**Study text**.
******

Flighting Media Schedule: What It Means in Advertising
Discover how flighting in advertising helps marketers run smarter, seasonal campaigns by focusing ad spend where it matters most.
glossary
1
min read


Flighting is an advertising schedule strategy where campaigns run in intentional bursts called “flights” with pauses, or “hiatuses,” in between. Instead of running ads continuously, flighting focuses spending during high-impact periods and goes dark when reach is less likely to result in conversions.
This gives marketers greater control over budget, timing, and creative fatigue, especially in campaigns with seasonal demand, fluctuating budgets, or audience engagement windows that are fleeting.
How Flighting Works in Advertising
In a flighting schedule, your campaign is divided into active and inactive phases:
Flights: Ads run at full frequency to maximize exposure during peak moments (e.g., holidays, product launches, enrollment periods).

******

**Dataset records**.
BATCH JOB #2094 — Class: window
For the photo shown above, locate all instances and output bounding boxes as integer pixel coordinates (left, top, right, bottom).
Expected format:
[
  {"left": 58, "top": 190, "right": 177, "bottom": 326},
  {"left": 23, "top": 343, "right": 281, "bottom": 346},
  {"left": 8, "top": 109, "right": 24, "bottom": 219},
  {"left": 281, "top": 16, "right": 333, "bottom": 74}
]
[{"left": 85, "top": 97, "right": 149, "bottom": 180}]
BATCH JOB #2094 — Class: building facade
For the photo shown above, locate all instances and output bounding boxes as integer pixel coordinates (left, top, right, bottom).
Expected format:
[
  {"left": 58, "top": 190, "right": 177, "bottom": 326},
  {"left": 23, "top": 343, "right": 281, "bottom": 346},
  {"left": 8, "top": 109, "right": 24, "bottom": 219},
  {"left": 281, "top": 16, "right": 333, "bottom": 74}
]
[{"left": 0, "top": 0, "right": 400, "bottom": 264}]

******

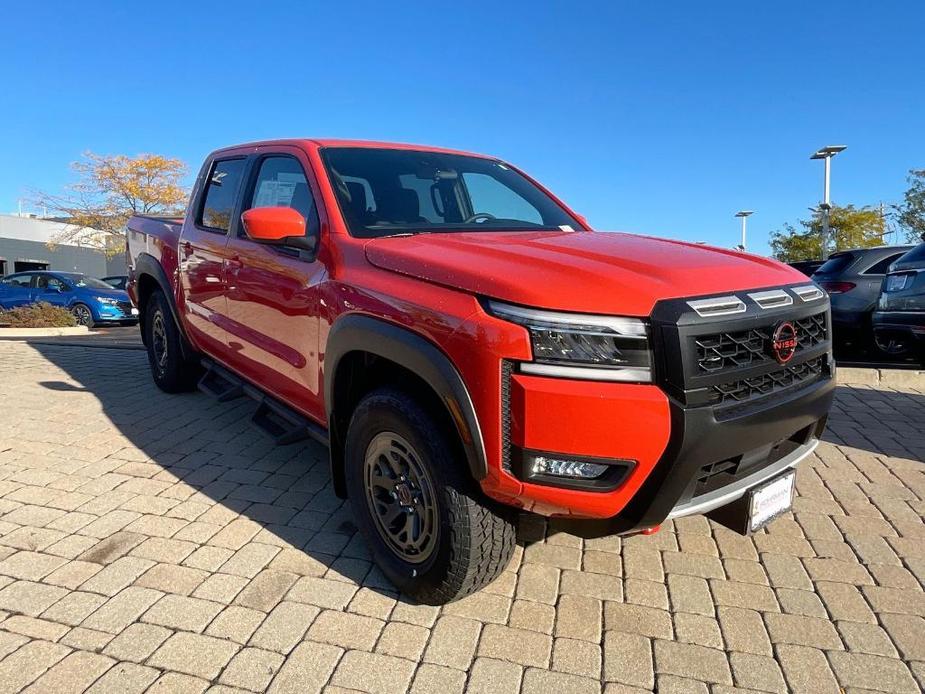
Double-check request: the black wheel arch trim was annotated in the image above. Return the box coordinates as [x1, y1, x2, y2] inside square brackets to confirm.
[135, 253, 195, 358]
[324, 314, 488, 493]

******

**Work instructions**.
#1 In the text on flighting, what are the pauses between flights called?
#2 Write the next part of the text on flighting in advertising, picking up after its last line.

**Answers by item number**.
#1 Hiatuses.

#2
Hiatuses: Ads pause completely to conserve spend and reduce audience burnout.
This approach is common in:
Retail and hospitality during seasonal spikes
Healthcare and finance during regulated windows (like open enrollment or tax season)
SMBs optimizing limited budgets for local or time-sensitive campaigns
Flighting applies across channels, including CTV, audio, mobile, and display, and plays exceptionally well with programmatic buying, where ad delivery can be finely tuned to calendar windows, audience behavior, and regional trends.